## Exercise requirements
• a. From the text on the bowl exhibition, list every kind of writer that Wiggers invited to write 500 words on a bowl.
• b. According to the text on the bowl exhibition, what total word count does the Museum aim to collect from visitors by August?
• c. Continue the text on the bowl exhibition from its final sentence.

## Page text
A new exhibition featuring nearly 200 bowls asks visitors to consider the ubiquitous bowl in new ways. The history of the bowl is the history of civilization, according to artist and Pacific Northwest College of Art (PNCA) professor M.K. Guth. Yet because it holds cereal, soup, tea, or even spare change, it becomes so familiar as to be overlooked.

The second in a new exhibition series, Object Focus, Object Focus: The Bowl is on view at the Museum of Contemporary Craft in Portland, OR, in partnership with PNCA.

Lucie Rie, untitled small pink bowl c. 1950

Through a variety of engaging activities, Object Focus: The Bowl invites the viewer to connect the work on display in the Museum with the bowl in his or her everyday life. The bowls on view range from the functional to the decorative, industrially produced to handmade, and span the globe geographically and culturally.

“I felt like the bowl needed some attention,” said director and chief curator of the exhibit Namita Gupta Wiggers. “I started talking with artists and craftsmen and designers and nothing had been done that focused on the actual crafting of the bowl. Just like a table or a chair, these are craft based objects.”

Kurt Weiser bowl c. 1977

Deyan Sudjic director at the Design Museum London, has written in The Language of Things that everyday objects like the table, chair, and lamp have been pulled into the realm of design to become the Noguchi Table, Eames Chair, and Ingo Maurer Lamp. And according to Wiggers, the bowl, perhaps too commonplace and familiar, has stubbornly refused to be co-opted in this way.

In Part One: Reflect + Respond, Wiggers has invited anthropologists, artists, poets, novelists and curators to write 500 words on a bowl of their choosing from the exhibition. Throughout the exhibition, the Museum also invites viewers to write their own 500-word pieces on the bowl in an effort to gather 50,000 words by August.

Rows from a pointing dataset
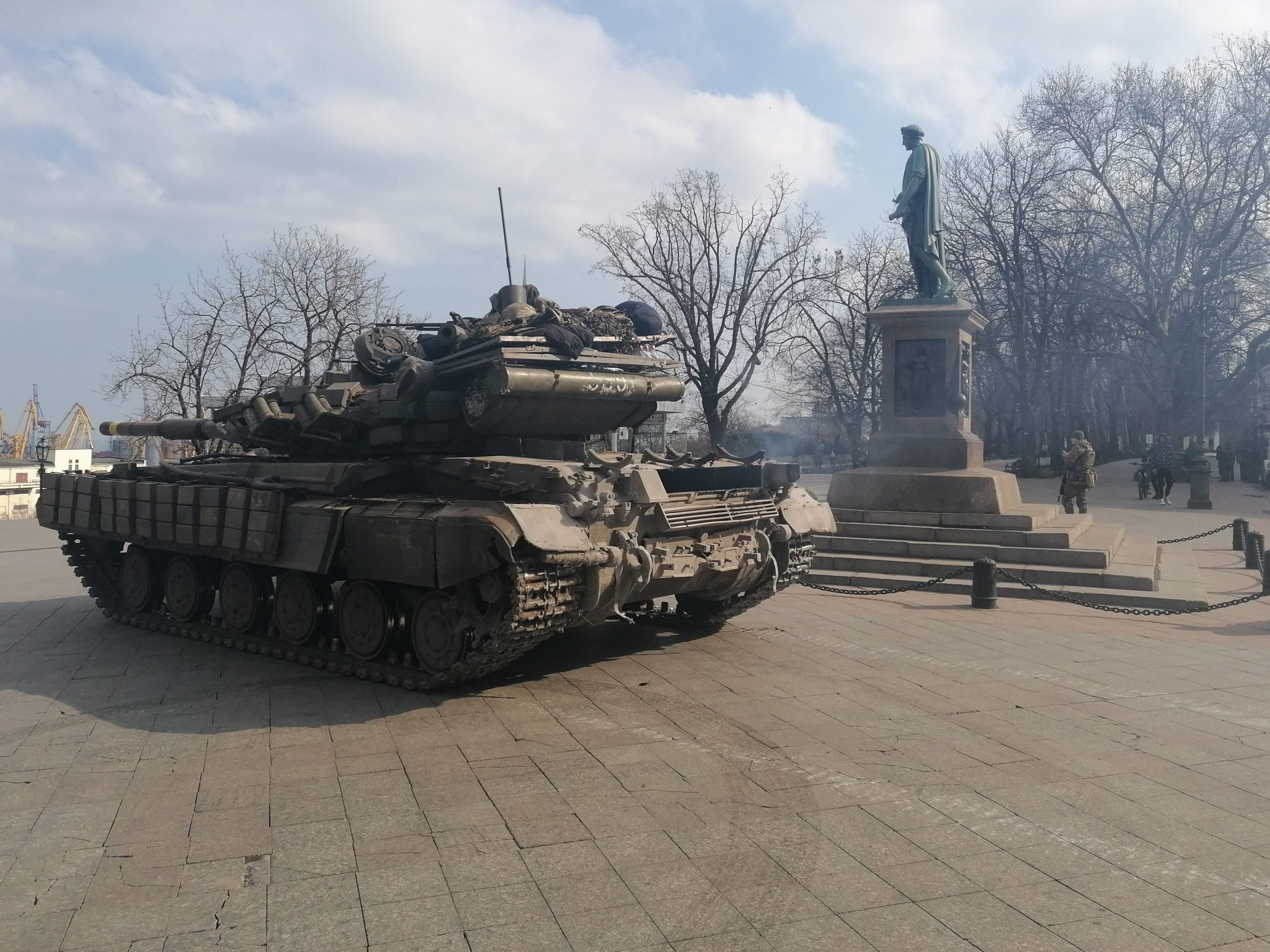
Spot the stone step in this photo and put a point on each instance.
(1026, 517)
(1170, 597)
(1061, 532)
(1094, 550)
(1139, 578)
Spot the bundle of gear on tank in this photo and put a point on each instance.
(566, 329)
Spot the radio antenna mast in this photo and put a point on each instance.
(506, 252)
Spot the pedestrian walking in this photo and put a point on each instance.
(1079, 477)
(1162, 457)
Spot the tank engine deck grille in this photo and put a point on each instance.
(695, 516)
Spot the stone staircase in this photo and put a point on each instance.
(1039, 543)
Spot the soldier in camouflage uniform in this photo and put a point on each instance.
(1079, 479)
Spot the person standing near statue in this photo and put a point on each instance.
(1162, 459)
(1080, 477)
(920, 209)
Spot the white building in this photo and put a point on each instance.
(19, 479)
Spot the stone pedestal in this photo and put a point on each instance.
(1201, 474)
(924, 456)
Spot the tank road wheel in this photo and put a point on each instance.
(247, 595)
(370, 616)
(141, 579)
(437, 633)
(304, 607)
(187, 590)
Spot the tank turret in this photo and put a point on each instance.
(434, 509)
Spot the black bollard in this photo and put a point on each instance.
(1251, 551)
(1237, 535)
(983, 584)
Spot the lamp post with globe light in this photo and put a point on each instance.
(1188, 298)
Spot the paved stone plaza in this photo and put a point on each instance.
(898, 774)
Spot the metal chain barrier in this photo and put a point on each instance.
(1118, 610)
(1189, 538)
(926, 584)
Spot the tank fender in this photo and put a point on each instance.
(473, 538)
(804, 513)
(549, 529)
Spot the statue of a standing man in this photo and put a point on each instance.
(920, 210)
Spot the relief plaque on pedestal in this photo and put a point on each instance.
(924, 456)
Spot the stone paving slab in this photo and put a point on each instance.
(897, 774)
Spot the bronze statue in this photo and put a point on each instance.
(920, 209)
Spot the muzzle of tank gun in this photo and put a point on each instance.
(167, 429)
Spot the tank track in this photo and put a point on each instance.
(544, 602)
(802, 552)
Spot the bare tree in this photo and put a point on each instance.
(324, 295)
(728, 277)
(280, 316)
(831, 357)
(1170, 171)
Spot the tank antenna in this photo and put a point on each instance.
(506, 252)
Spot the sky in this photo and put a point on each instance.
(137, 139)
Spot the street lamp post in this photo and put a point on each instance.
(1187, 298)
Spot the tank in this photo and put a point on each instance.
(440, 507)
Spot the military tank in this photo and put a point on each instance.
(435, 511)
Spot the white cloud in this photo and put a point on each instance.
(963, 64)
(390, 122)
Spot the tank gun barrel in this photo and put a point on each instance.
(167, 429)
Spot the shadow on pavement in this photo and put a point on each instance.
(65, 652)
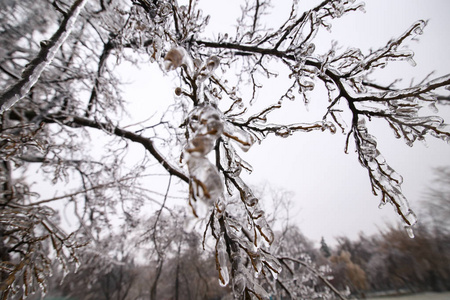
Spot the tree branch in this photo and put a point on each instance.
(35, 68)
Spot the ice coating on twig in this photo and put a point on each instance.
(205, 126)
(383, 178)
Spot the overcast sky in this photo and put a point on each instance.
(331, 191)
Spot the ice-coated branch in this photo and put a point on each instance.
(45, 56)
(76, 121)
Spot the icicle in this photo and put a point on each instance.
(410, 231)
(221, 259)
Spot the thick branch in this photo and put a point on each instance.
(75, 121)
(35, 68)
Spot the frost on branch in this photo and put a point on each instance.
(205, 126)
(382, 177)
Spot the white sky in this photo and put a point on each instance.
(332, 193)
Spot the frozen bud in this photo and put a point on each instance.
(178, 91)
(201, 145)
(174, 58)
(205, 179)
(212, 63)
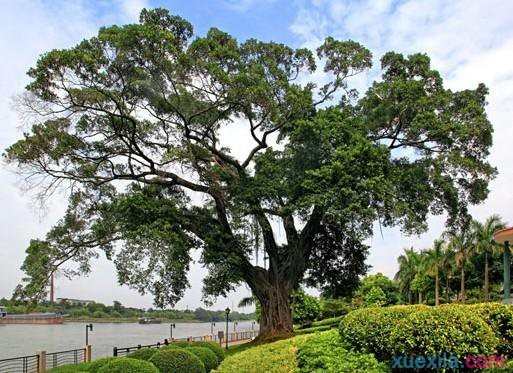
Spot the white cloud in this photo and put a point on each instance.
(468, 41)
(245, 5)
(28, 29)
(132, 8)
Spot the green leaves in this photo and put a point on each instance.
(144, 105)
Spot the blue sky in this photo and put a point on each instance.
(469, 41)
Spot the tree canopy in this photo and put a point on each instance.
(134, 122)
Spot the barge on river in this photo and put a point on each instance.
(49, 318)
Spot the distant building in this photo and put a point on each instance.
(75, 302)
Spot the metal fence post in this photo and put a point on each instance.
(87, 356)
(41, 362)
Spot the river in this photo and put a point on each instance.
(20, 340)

---

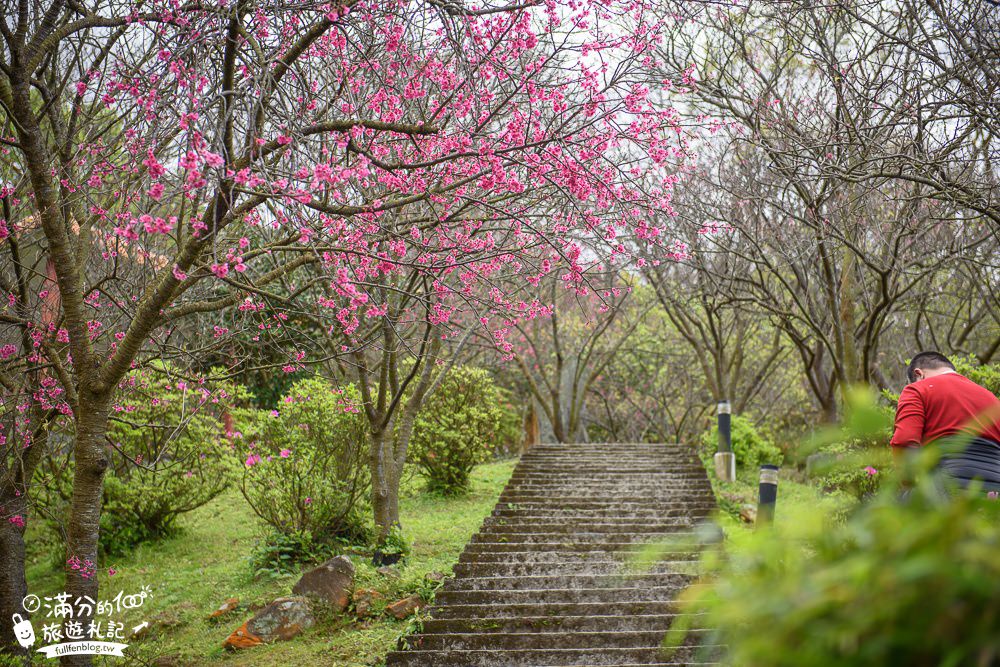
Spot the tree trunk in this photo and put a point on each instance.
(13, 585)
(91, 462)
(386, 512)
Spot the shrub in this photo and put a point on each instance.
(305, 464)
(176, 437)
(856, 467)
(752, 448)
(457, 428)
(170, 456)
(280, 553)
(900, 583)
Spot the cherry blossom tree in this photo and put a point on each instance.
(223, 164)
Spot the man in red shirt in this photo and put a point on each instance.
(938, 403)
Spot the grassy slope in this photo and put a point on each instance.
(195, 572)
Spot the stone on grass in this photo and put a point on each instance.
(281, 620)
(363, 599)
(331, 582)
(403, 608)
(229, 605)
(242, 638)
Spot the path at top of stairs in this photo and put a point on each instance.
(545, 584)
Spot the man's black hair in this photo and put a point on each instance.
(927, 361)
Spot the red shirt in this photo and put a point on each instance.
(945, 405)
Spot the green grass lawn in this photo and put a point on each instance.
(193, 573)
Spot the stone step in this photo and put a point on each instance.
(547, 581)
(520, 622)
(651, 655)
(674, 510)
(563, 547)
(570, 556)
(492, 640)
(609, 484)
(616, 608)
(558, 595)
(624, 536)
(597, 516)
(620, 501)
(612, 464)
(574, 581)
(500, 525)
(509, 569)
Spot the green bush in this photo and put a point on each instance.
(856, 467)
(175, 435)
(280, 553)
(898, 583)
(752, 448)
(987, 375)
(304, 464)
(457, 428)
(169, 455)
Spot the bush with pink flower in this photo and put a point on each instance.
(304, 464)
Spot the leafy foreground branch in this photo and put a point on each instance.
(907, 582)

## Final answers
• a. anthropologists, artists, poets, novelists, curators

• b. 50,000 words.

• c.
Students from PNCA’s BFA in Illustration program will be contributing works on the bowl, and visitors are invited to contribute drawings to the exhibition as well.

Erik Gronborg, American Anatomy Chart c. 1967

The second part of the exhibition, Part Two: Engage + Use, explores the social role of the bowl through artist projects, performances, a symposium, through contributions by the region’s chefs and a project in partnership with Portland restaurants.

Ayumi Horie created a bowl lending library that will allow visitors to handle handcrafted bowls in the museum and borrow objects to be used at home. For his project, Bowls Around Town, Michael Strand has created traveling trunks that contain a ceramic bowl, digital camera, and recipe book to circulate among some of Portland’s communities that come together around mealtimes.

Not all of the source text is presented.